(Kaynak Metin)
########################################
My photo
a utopist, a green, a free soul, a liberal, a young (well let's say 'a new' rather than 'young') mother, a rebel, a thinker, a smiler, a wonderer, a note, a butterfly, a rainbow, a nymph, a kite, a wave, a breeze from the sea, a purple soul, a chocolate-addict, a lover...

Saturday, 31 December 2011

Yeni yil ve mucizeler...














Delfina'mla istanbul Maceralarim, ulke, yarim kure ve kita degistirdi.
Yeni yila 1 saatten az sure var ve Delfina 1 saat sonra 1 yil, 1 ay, 1 hafta, 1 gununu doldurmus olacak :)
Bebegimle bugun itibariyle yollar, okyanuslar ve kitalar asip, Yeni Zelanda'ya geldik...
Yeni yil mucizeler zamanidir..
Umarim hayatimizda hep guzel mucizeler olur, sevgi dolu, saglikla, mutlulukla ve huzurla...
Hep buyuk seyler isteriz yeni yilda: ask, is, para vs...
Ama hayatta kucuk ve mutlu seyler de var: kucuk mucizeler var...
Bir bebegin kahkahasi, sevdigin birinin sana kek yapmasi, 'iyi ki varsin' denmesi gibi... Bu tarz 'an'lar veya mucizeler insanin varligina daha cok varlik katabilir esasinda...
Yasam bir nefes...
Nefesi herkes aliyor ama nefesi ne kadar kaliteli aldigimiz cok onemli [bunu bir yerde duydum ama nerde? 'plagirism'e girmez umarim dedigim :)]
Astim hastasi olarak nefesin ne kadar onemli oldugunu cok iyi bilen biriyim...
Nice rahatca ve huzurla, evrenle butunlesmis olarak alinmis nefeslere...

Gerisi burda...

Saturday, 17 December 2011

Kizimla bir ilk daha: Aşure !!!

Ben her turlu kulturu, adeti, inanci cok severim. Kulturleri calismayi ve kulturler araciligiyla 'insanoglu'nu anlamaya calisirim. Bizim evde dini bayramlardan resmi bayramlara, St. Patrick gununden yortuya, Gündönümü'nden Budha'nin dogum gunune kadar herseyi kutlariz. Amac, eglenmek! Birbirini anlamak! Empati vs. vs..
Ilk yaptigim asure sevgi dagitsin herkese..
########################################
(Verilen Bilgiler)
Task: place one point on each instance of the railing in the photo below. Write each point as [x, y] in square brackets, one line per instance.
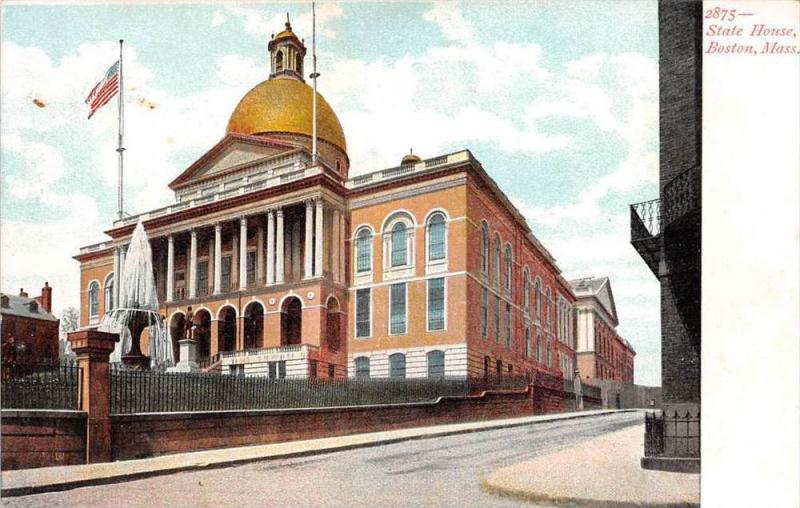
########################################
(Yapmanız Gerekenler)
1. Blog metninde yazarın evinde kutlandığı belirtilen bütün bayram ve özel günleri sıralayınız.
2. Blog metninden "Yeni yil mucizeler" sözcüklerini içeren yerle açılıp "is, para vs..." ile kapanan bölümü olduğu gibi çıkarınız.

(Eksiksiz Cevaplar)
1. dini bayramlar, resmi bayramlar, St. Patrick günü, yortu, Gündönümü, Budha'nın doğum günü

2.
Yeni yil mucizeler zamanidir..
Umarim hayatimizda hep guzel mucizeler olur, sevgi dolu, saglikla, mutlulukla ve huzurla...
Hep buyuk seyler isteriz yeni yilda: ask, is, para vs...